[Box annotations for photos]
= = = = = = =

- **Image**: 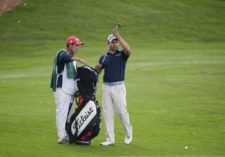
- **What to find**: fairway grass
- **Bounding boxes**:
[0,43,225,157]
[0,0,225,157]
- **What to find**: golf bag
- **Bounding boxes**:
[66,66,101,145]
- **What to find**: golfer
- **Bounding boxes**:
[51,36,86,144]
[96,29,132,146]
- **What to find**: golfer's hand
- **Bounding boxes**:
[78,59,87,65]
[112,29,120,39]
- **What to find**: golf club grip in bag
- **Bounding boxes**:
[66,66,101,145]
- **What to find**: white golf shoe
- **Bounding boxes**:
[124,136,132,144]
[101,141,115,146]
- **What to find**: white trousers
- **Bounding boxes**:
[54,88,74,142]
[102,84,132,142]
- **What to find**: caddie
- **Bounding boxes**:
[50,36,86,144]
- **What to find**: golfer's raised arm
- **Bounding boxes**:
[113,29,131,56]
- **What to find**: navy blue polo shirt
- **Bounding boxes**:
[56,50,73,87]
[99,50,129,82]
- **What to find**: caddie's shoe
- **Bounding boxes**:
[101,141,115,146]
[124,136,132,144]
[58,139,70,144]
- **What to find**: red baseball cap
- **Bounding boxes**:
[66,36,84,45]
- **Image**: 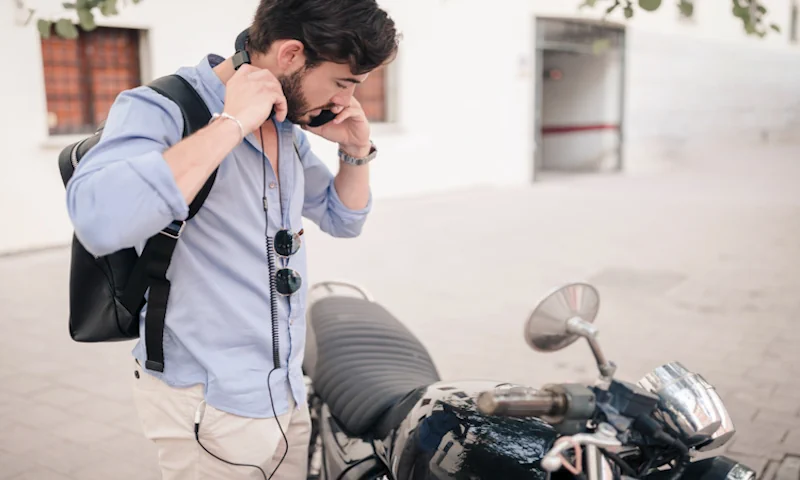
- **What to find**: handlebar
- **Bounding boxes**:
[478,387,568,417]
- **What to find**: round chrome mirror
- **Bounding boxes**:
[525,283,600,352]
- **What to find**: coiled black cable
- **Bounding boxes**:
[194,123,289,480]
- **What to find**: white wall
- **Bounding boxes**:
[0,0,800,253]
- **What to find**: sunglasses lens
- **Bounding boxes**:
[275,268,303,295]
[275,230,300,257]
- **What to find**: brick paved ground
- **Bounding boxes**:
[0,141,800,480]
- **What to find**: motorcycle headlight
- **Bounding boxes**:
[639,362,735,451]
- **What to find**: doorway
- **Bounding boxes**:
[534,18,625,180]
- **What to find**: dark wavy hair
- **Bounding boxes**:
[249,0,400,75]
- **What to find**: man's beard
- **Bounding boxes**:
[279,68,310,125]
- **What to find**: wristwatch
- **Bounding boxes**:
[339,140,378,166]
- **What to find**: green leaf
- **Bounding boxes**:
[678,0,694,18]
[100,0,119,17]
[56,18,78,40]
[78,9,97,32]
[639,0,661,12]
[36,18,53,38]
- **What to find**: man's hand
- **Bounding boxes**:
[303,98,371,158]
[225,64,287,135]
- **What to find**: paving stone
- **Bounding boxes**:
[0,147,800,480]
[0,452,36,480]
[775,456,800,480]
[11,465,72,480]
[727,452,767,478]
[15,437,108,475]
[53,417,121,445]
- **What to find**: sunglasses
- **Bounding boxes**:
[272,229,303,297]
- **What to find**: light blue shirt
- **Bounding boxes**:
[67,55,372,417]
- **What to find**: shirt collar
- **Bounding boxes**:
[197,53,294,137]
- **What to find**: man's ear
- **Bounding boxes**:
[278,40,306,72]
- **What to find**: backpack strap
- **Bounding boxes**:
[121,74,217,372]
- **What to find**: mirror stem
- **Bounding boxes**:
[586,337,617,380]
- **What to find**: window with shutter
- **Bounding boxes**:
[42,27,141,135]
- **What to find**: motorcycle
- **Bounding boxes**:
[303,282,756,480]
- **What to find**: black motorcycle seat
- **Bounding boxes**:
[303,296,439,436]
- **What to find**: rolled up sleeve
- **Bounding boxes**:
[66,87,189,256]
[295,128,372,238]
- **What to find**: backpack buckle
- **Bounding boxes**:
[160,220,186,240]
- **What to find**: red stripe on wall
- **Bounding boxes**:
[542,124,619,135]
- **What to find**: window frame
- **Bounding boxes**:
[37,22,151,141]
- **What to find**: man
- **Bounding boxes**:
[67,0,398,480]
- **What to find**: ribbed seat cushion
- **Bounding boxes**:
[304,297,439,435]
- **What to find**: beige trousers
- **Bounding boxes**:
[132,361,311,480]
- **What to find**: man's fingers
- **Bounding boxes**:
[274,95,289,122]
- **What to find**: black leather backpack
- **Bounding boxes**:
[58,75,217,372]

= = = = = = =

WHAT THIS TASK INVOLVES -
Switch "man's" to "person's" in the lines from the one containing "- **What to find**: dark wavy hair" through the one containing "[225,64,287,135]", and give those lines again with nothing else changed.

REPLY -
- **What to find**: dark wavy hair
- **Bounding boxes**:
[249,0,400,75]
- **What to find**: person's beard
- **Bounding boxes**:
[279,68,310,125]
- **What to find**: wristwatch
- **Bounding boxes**:
[339,140,378,166]
- **What to find**: green leaf
- **Bounding boxes**:
[678,0,694,18]
[100,0,119,17]
[56,18,78,40]
[78,9,97,32]
[639,0,661,12]
[36,18,53,38]
- **What to find**: person's hand
- **Bounding boxes**:
[303,98,371,158]
[225,64,287,135]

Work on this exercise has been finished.